→ **TEXT EXCERPT**:
— START —

Ngarnga Djilbruk (respectful learning) invites students into a powerful creative journey that culminates in performing their own work onstage at Bunjil Place - a rare chance to share learning with peers in a world-class venue and work alongside practising artists who bring cultural insight and creative excellence.

Aligned with the Victorian Curriculum 2.0, the program supports students to explore how Drama—including work created and performed by Aboriginal and Torres Strait Islander Peoples—celebrates and challenges diverse perspectives of Australian identity. Using contemporary Indigenous theatre as a key stimulus, students collaborate to explore, develop, create and present contemporary Australian theatre that reflects multiple viewpoints.

Teachers are supported every step of the way through clear guidance, rich resources, and a structure that makes delivering this curriculum area both achievable and deeply rewarding.

Ngarnga Djilbruk empowers teachers to offer dynamic, culturally grounded learning experiences that spark curiosity, build understanding, and stay with students long after the curtain falls.


Play Audio Language Name: Ngarnga Djilbruk Respectful Learning 

Audio file


 

 





Who this is for

Year 9 and 10 Drama students

What students will do

  • Explore contemporary Indigenous theatre as a stimulus for inquiry and respectful learning

  • Evaluate how drama and theatre celebrate and challenge perspectives of Australian identity

  • Collaborate to devise an original performance work and refine it through rehearsal

  • Participate in a technical rehearsal and perform onstage at Bunjil Place

  • Gain insight into professional theatre-making through a behind-the-scenes experience (production team + back-of-house tour)

  • On performance day, learn about local Aboriginal culture and Boonwurrung language from Traditional Custodian Jaeden Williams

 

What teachers can expect

  • A clear, curriculum-aligned structure: explore → develop → create → present

  • Introductory teacher session to support planning, curriculum alignment and assessment pathways

  • 3 in-school mentorship workshops with First Nations artists (dates to be aligned with schools’ normal timetables)

  • Resources and guidance designed for busy teachers, supporting confident delivery and meaningful reflection

 

Program inclusions

  • 1 x teacher introduction session

  • 3 x in-school mentorship workshops with Aboriginal and Torres Strait Islander and non-Indigenous artists

  • Technical rehearsal + performance day at Bunjil Place

  • Behind-the-scenes venue access: production team + back-of-house tour

 

Curriculum links (Victorian Curriculum 2.0)

— END —

→ **SHORT PROBLEM A**: In the records, change "Found at" to "Located at" from the line with "Reviewer note: verify that every instance of the arm" up to and including the line with "<point>359,111</point>", leaving everything else the same. Give back only those lines.
→ **SHORT PROBLEM B**: Take the description of the Ngarnga Djilbruk drama program above further, picking up right after its last line.

→ **DATA TO PROCESS**:
— START —

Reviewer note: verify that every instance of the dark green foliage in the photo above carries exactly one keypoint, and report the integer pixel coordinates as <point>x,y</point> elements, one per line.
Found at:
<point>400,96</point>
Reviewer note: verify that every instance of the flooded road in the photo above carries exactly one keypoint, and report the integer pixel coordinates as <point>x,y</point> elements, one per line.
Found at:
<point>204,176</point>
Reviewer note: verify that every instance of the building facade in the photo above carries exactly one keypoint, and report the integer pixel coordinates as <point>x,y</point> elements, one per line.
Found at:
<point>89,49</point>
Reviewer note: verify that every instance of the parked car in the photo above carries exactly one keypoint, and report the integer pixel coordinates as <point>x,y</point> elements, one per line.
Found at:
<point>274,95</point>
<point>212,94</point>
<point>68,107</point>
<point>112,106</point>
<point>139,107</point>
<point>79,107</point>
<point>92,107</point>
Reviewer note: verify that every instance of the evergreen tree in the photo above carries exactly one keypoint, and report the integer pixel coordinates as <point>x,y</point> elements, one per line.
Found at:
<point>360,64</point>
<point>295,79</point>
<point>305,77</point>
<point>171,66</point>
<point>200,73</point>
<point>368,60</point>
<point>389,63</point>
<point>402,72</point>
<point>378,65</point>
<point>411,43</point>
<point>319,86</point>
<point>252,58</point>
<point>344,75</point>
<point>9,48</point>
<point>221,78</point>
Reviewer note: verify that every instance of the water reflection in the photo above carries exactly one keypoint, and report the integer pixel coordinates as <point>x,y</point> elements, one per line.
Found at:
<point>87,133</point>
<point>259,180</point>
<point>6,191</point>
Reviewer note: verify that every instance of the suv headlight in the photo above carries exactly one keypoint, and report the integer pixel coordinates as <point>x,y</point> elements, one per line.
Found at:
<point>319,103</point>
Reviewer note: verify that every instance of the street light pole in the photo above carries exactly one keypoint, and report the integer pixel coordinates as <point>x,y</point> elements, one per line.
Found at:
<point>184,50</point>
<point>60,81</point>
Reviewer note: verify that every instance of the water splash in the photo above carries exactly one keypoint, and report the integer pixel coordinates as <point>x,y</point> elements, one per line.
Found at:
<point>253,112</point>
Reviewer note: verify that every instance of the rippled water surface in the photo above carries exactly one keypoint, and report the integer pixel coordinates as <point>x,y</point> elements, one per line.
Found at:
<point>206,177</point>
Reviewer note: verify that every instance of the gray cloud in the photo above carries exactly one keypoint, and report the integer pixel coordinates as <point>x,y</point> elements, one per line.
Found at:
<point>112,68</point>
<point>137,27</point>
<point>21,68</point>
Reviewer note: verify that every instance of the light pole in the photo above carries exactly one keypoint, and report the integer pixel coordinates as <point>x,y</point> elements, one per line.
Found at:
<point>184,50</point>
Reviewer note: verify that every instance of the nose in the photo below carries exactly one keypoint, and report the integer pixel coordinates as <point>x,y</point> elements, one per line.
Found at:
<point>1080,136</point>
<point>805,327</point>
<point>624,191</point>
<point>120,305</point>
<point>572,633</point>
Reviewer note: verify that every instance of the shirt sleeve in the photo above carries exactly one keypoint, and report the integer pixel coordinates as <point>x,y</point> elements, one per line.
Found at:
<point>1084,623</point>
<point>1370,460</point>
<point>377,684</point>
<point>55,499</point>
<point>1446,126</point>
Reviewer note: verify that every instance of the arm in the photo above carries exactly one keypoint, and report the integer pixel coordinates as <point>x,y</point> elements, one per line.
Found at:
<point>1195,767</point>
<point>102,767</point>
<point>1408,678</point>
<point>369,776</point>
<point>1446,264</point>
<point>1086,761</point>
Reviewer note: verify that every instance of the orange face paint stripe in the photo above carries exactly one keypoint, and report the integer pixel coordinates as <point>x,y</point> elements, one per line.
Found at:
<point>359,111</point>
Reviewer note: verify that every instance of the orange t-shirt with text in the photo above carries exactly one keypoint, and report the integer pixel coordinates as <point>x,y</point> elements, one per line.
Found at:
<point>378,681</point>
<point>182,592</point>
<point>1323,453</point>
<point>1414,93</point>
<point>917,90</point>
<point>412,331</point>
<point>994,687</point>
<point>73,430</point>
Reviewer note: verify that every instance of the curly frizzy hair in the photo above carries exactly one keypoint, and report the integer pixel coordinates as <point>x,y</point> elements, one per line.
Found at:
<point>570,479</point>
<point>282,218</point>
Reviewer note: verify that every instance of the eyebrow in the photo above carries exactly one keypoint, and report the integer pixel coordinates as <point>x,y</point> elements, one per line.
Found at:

— END —

→ **WRITTEN RESPONSE A**:
Reviewer note: verify that every instance of the arm in the photo above carries exactly one keypoint, and report the integer pixel coordinates as <point>x,y</point> elements, one per line.
Located at:
<point>1195,767</point>
<point>102,767</point>
<point>1408,678</point>
<point>369,776</point>
<point>1446,264</point>
<point>1086,761</point>
Reviewer note: verify that every instance of the orange face paint stripe in the photo above carries exactly one keypoint, and report the integer pixel coordinates as <point>x,y</point> elements, one per line.
Located at:
<point>359,111</point>

→ **WRITTEN RESPONSE B**:
  • How drama including work created and/or performed by First Nations, celebrates and challenges multiple perspectives of Australian identity, VC2ADR10E02

  • Creating drama and producing theatre for audiences using narrative and non-narrative forms, elements of drama and style-specific conventions to communicate ideas, meaning and intention, VC2ADR10C01

  • How to reflect on, analyse, evaluate and document their own and others’ drama work to inform choices and interpretations made both as artists and as audiences, VC2ADR10D0

  • How to plan, rehearse, refine, present and perform improvised, devised and scripted drama in different contexts to a range of audiences in a range of spaces, VC2ADR10P01

 

Bunjil Place Performance Day

9.30 am Schools arrival  

9.45 am Welcome to Country & Smoking Ceremony  

10.30 am – 12.30 pm Performance run-throughs and theatre tours  

12.30 pm – 1.00 pm Lunch   

1.00 pm - 2.30 pm Performance run-throughs and theatre tours  

2:30 pm - 3.00 pm Closing ceremony  

3:00 pm Student dismissal  


Eligibility

This program is offered to local government schools. A small number of non-government schools can apply.

 

Subsidies

Subsidies may be available for relief teachers and bus travel.

 

Partners and Acknowledgement 

This program is a collaboration between Drama Victoria and the Bunjil Place Education team.

Bunjil Place acknowledges the support of the Department of Education, Victoria, through the Strategic Partnerships Program.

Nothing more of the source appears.